Mais le plus étonnant, c’est que ces critiques, on les fait au système carcéral depuis … qu’il existe ! Au 19e siècle déjà, on dénonçait les préventives abusives, les prisons surpeuplées, coûteuses, écoles du crime et de la récidive, lieux d’une violence extrême – meurtres, mutineries, suicides, trafics, viols. Au 19e siècle déjà, rapport après rapport, enquête après enquête, les belles âmes disaient que les prisons n’étaient pas dignes de la démocratie et que le politique devait agir …
Malgré tout, depuis deux siècles, on continue de construire toujours plus de prisons, d’y interner toujours plus de monde, dans des conditions de plus en plus dégradées. Comme aux USA : 2, 5 millions de détenus avec pour seul résultat … une augmentation constante de la criminalité et de la délinquance !
Il faut peut-être retourner la question et se demander : est-ce que la prison ne remplit pas exactement son rôle, à savoir d’être un espace hors-société, une sorte d’inframonde où nous rejetons tous ceux que nous considérons comme des inutiles au monde ? Notre société fonctionne comme une centrifugeuse : elle rejette à la périphérie ce qui fonctionne moins bien selon ses critères, et à la périphérie de la périphérie, ce qui est carrément surnuméraire, superflu.
La prison est le stade terminal de la déchetterie sociale. De la même manière que la société de consommation croule sous des déchets ménagers qu’elle ne sait plus comment traiter, la société sécuritaire croule sous les déchets humains qu’elle a elle-même produits.

_Consignes:_
• 1. Dans le texte sur la prison, à quoi l'auteur compare-t-il le fonctionnement de notre société ?
• 2. Poursuivez le texte sur la prison à partir de sa dernière phrase.

_Données:_
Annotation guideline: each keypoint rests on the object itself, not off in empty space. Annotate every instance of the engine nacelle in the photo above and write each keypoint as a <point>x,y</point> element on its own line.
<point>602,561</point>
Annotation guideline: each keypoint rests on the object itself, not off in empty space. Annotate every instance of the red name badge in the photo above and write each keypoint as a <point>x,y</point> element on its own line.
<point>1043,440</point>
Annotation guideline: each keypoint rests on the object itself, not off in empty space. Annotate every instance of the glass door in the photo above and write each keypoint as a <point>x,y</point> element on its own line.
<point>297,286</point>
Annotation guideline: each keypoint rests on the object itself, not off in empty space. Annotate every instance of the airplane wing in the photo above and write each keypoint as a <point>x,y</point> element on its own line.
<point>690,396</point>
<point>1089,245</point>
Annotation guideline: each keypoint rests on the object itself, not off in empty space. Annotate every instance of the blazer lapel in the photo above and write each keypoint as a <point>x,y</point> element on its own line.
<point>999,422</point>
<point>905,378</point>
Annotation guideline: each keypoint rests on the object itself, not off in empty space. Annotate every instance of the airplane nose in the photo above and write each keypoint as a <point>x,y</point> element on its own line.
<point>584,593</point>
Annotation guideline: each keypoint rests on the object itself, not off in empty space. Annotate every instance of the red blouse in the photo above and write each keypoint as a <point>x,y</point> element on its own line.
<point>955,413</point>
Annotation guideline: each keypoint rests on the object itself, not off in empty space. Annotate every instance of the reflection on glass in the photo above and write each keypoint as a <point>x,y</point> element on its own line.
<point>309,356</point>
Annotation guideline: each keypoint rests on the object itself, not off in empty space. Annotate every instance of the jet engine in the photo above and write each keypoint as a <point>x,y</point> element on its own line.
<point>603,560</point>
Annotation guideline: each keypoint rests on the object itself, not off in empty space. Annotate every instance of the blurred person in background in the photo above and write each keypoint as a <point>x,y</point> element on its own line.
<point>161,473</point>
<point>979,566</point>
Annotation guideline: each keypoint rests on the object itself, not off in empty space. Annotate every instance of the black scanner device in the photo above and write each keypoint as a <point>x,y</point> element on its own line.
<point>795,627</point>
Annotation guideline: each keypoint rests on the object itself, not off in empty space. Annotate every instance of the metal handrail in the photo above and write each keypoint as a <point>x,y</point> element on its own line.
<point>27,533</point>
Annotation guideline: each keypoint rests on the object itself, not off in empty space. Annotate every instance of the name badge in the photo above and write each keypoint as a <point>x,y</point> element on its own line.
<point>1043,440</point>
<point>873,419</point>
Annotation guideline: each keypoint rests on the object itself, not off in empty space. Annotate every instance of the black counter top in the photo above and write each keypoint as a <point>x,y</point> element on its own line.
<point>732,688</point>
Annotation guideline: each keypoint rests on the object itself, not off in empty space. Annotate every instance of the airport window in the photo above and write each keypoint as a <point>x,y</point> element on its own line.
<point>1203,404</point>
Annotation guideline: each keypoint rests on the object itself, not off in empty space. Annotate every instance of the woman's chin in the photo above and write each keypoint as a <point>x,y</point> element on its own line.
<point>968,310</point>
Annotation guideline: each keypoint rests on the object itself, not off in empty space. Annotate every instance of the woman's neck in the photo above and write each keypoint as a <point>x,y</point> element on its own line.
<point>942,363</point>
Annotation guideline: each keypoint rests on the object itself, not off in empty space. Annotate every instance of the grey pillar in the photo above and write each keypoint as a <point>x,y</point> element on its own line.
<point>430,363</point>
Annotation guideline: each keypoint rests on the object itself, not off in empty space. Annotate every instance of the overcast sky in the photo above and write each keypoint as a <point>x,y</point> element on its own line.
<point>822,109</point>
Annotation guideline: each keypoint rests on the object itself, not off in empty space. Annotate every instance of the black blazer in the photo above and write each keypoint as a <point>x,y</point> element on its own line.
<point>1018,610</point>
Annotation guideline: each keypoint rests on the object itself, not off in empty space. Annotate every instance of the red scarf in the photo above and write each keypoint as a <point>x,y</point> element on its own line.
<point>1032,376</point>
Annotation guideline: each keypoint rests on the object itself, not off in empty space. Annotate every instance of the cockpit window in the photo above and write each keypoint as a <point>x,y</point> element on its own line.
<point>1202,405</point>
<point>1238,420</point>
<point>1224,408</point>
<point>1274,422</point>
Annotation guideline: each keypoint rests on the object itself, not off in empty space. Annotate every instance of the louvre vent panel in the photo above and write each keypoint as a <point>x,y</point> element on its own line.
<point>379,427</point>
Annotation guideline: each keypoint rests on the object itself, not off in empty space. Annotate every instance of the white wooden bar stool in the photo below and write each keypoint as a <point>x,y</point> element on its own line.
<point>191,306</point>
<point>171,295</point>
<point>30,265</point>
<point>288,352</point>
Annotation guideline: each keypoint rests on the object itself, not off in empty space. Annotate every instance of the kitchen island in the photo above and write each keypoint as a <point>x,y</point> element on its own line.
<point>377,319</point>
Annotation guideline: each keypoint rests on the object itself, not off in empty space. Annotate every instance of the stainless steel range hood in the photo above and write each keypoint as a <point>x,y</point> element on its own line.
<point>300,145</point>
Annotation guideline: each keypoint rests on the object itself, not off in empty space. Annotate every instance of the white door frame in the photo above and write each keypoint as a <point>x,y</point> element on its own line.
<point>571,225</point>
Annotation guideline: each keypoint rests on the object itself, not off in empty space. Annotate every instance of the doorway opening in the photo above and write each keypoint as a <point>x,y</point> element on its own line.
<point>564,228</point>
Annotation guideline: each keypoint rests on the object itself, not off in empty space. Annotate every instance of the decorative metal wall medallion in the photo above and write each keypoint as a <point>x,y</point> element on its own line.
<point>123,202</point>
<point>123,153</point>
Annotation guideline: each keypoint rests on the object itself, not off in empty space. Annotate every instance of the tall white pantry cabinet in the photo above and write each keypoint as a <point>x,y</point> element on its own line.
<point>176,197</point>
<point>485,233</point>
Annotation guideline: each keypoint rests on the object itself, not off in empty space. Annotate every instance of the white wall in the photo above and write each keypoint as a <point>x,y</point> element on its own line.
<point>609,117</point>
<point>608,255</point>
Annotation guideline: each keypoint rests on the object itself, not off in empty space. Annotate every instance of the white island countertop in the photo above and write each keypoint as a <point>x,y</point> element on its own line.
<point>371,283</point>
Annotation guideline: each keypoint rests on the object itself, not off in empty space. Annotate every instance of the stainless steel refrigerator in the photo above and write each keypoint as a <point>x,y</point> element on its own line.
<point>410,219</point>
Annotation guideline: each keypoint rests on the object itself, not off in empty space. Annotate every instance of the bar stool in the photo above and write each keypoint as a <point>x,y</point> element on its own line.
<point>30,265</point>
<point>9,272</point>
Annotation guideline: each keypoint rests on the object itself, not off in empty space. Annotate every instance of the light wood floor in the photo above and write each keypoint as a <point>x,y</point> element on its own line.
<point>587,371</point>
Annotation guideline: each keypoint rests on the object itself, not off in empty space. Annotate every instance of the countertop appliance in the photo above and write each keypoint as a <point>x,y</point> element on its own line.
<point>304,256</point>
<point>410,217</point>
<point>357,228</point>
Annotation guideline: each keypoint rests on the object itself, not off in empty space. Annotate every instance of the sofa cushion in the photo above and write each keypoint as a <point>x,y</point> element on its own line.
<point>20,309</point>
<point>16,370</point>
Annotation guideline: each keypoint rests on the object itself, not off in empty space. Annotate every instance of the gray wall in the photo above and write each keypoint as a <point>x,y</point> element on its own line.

_Réponses:_
• 1. À une centrifugeuse.

• 2.
Tant que notre société sera une société d’exclusion, de violence et de non-droit, il y aura forcément des lieux de pure exclusion, de pure violence, de non-droit absolu. C’est pourquoi il est faux de parler d’échec de la prison. En fait, c’est l’échec de la société tout entière. La prison-poubelle est la conséquence logique d’une société agressive et hyper-conflictuelle.
Dès que les gardiens de prison rentreront dans le rang, je vous le prédis, ce sera business as usual. Nous dirons que les juges sont trop laxistes, que les dealers ne doivent pas être laissés en liberté ; nous réclamerons des peines incompressibles ; et si Michelle Martin demande sa libération conditionnelle, ce sera le scandale.
Allons, ne soyons pas hypocrites : nous avons les prisons que nous méritons. La prison est tout simplement le reflet de notre société. Le reflet inversé, mais le reflet quand même, comme un négatif photographique, l’envers du miroir. Ce miroir nous renvoie un visage défiguré de nous-mêmes. Qu’il faudrait avoir un jour le courage de le regarder en face.